WORK TO COMPLETE –
Below are records; quote them exactly from the first line through the line that contains "Question 11: Identify the streaked".

Stored data

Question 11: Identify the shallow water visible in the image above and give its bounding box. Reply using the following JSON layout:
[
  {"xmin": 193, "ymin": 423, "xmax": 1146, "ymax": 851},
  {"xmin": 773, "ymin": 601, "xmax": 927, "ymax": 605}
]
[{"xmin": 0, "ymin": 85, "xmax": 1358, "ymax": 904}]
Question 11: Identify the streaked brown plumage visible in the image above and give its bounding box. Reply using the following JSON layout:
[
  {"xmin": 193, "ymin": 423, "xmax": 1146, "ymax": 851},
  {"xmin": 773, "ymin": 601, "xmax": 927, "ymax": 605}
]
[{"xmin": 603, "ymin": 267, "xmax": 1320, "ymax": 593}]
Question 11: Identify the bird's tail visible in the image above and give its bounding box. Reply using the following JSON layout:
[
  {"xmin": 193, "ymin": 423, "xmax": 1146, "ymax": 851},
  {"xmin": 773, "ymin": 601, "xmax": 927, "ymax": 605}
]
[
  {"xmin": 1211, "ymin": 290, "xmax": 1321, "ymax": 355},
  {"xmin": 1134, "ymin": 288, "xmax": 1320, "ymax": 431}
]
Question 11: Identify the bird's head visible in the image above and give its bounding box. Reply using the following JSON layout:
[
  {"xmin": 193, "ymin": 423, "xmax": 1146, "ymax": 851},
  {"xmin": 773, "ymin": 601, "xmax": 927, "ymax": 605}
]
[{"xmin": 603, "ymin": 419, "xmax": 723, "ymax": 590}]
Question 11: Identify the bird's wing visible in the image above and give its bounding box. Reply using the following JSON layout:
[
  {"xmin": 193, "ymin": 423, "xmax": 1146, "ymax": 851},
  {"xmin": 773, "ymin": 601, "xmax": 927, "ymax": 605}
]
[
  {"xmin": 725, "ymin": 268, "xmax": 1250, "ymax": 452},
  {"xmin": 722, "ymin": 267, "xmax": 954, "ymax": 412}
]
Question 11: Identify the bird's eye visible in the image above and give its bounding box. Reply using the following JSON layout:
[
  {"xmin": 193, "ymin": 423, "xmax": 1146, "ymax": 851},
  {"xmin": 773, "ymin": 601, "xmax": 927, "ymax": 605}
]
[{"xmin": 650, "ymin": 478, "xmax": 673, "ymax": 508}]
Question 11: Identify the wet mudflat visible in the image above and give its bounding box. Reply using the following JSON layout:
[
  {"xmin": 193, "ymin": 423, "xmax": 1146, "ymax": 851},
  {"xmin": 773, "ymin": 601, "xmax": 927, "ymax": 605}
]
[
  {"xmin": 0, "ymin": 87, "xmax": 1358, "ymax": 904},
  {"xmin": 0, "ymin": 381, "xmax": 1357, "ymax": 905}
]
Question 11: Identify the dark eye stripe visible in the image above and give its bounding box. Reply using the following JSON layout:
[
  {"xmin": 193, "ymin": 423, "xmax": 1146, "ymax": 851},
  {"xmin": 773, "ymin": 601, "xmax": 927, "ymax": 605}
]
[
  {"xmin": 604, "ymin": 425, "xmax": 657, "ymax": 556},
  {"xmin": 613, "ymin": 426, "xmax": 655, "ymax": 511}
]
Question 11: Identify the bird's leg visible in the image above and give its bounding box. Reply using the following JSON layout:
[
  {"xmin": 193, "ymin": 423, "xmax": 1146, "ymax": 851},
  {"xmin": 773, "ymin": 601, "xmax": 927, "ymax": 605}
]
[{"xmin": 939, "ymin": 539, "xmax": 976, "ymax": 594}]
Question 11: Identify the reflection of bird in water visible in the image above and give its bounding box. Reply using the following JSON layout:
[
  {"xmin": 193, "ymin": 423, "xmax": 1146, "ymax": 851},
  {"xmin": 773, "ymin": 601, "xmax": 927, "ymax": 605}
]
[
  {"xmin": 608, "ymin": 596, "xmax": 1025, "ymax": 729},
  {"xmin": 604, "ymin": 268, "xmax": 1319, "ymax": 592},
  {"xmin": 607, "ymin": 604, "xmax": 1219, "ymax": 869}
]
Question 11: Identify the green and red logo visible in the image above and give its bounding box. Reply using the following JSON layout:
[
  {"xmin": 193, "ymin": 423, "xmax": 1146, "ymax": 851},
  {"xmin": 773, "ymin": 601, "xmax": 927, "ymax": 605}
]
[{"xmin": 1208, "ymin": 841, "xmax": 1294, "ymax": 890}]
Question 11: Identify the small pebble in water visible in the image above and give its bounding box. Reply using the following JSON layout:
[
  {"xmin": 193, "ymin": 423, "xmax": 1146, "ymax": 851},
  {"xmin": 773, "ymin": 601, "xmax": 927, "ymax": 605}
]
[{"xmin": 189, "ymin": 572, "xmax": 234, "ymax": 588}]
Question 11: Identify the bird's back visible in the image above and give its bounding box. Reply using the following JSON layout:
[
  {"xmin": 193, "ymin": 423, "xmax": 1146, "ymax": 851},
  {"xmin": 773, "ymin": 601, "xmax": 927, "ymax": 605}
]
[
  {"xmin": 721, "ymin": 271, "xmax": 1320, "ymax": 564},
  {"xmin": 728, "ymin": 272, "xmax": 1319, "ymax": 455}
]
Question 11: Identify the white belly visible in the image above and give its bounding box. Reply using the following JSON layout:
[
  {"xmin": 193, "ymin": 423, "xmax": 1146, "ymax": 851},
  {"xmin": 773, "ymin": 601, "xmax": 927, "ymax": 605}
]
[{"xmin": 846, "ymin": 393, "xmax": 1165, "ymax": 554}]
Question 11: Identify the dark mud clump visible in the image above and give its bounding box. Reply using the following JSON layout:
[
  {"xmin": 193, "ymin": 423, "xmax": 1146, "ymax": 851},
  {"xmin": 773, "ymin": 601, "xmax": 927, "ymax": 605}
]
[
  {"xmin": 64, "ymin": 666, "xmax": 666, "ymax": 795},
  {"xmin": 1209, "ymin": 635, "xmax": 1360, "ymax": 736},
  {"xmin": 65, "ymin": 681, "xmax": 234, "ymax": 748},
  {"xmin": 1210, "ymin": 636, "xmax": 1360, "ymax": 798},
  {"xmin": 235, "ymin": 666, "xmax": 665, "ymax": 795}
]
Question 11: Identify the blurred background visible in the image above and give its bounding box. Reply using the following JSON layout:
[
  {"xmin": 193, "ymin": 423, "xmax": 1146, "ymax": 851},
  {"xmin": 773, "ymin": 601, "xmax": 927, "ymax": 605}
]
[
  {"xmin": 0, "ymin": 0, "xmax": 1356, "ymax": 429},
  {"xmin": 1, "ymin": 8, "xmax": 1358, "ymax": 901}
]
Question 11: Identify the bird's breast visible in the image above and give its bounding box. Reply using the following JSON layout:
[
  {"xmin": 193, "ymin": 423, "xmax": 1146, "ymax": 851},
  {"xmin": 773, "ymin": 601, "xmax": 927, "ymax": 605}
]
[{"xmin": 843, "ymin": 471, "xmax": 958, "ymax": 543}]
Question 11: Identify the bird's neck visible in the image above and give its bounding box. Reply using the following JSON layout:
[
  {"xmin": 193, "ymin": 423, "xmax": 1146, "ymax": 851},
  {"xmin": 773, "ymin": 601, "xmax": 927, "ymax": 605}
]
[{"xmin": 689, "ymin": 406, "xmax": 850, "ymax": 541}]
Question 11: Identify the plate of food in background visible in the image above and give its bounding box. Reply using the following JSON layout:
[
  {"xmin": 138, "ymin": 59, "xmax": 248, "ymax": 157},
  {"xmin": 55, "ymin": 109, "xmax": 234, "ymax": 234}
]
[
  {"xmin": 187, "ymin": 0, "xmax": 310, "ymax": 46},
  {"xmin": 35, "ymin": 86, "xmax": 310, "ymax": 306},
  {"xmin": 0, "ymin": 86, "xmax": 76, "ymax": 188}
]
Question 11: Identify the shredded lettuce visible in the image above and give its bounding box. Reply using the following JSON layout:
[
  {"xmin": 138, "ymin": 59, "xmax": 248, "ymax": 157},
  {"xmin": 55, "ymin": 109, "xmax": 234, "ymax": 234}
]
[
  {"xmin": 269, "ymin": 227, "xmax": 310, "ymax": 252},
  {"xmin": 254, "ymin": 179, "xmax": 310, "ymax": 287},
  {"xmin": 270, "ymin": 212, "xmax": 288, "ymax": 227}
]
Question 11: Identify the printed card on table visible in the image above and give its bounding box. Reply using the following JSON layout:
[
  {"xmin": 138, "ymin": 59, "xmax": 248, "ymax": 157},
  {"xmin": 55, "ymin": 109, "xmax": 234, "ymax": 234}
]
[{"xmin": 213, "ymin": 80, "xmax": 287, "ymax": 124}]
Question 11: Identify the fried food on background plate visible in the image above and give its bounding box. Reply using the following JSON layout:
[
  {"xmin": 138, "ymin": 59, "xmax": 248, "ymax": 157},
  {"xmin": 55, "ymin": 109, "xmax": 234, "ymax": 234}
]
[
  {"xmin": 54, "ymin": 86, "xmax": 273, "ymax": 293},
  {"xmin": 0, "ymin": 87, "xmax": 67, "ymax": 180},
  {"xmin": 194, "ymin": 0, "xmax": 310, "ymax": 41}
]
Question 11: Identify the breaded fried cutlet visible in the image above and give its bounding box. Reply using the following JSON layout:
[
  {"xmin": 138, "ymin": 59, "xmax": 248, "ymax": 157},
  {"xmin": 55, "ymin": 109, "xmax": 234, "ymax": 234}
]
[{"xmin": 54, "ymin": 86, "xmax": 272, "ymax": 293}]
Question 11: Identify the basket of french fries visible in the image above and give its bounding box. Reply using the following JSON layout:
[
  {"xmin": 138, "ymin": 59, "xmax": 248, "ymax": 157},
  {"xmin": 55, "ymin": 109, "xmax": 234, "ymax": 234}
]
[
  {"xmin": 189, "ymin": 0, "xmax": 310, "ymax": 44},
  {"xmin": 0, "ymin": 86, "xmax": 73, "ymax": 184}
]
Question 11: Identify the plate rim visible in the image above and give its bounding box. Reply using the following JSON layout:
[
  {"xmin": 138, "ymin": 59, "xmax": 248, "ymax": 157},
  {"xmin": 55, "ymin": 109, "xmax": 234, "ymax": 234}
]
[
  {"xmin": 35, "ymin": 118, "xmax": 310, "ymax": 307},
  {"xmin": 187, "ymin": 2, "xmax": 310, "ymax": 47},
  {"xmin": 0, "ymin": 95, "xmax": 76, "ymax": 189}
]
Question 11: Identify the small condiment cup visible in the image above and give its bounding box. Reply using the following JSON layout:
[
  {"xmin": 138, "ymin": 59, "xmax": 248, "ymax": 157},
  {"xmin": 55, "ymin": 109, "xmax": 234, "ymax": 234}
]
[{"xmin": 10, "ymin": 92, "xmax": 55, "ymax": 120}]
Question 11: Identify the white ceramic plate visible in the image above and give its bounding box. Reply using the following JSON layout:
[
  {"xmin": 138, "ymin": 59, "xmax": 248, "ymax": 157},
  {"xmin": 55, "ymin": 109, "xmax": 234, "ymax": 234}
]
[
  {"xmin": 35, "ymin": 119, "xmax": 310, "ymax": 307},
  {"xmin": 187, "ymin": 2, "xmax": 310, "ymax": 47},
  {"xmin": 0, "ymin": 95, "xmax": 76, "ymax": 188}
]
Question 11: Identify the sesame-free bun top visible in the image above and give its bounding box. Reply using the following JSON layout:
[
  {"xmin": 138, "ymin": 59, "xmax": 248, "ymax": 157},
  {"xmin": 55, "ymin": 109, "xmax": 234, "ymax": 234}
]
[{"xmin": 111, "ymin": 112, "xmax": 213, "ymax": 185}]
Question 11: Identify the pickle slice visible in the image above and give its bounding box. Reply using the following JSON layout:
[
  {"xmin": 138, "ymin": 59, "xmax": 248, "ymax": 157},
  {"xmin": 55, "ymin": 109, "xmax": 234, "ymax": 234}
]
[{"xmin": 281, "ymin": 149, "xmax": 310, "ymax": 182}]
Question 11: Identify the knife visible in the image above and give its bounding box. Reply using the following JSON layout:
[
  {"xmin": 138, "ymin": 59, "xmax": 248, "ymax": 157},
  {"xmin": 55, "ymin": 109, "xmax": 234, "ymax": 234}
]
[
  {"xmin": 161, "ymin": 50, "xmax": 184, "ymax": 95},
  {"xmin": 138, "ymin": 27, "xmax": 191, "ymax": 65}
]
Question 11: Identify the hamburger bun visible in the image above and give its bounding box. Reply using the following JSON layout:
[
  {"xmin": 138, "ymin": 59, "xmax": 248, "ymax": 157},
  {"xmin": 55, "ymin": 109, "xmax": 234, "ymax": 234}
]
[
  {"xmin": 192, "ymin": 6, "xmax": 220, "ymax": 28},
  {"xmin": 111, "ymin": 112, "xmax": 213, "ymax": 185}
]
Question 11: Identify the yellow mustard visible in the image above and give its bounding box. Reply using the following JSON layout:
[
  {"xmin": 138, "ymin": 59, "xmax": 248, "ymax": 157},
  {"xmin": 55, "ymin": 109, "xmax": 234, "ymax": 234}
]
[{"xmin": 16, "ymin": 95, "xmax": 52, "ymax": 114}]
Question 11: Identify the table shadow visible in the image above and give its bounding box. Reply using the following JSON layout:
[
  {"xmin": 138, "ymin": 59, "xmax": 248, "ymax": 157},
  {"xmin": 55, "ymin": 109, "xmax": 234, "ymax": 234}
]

ANSWER TO THIS TASK –
Question 11: Identify the shallow water visible in the image above and give its bounding box. Reply using the following JSON layout:
[
  {"xmin": 193, "ymin": 423, "xmax": 1146, "ymax": 851},
  {"xmin": 773, "ymin": 601, "xmax": 927, "ymax": 605}
]
[{"xmin": 0, "ymin": 85, "xmax": 1358, "ymax": 904}]
Question 11: Identify the streaked brown plumage visible in the image above and give its bounding box. Reply using the following JSON layout:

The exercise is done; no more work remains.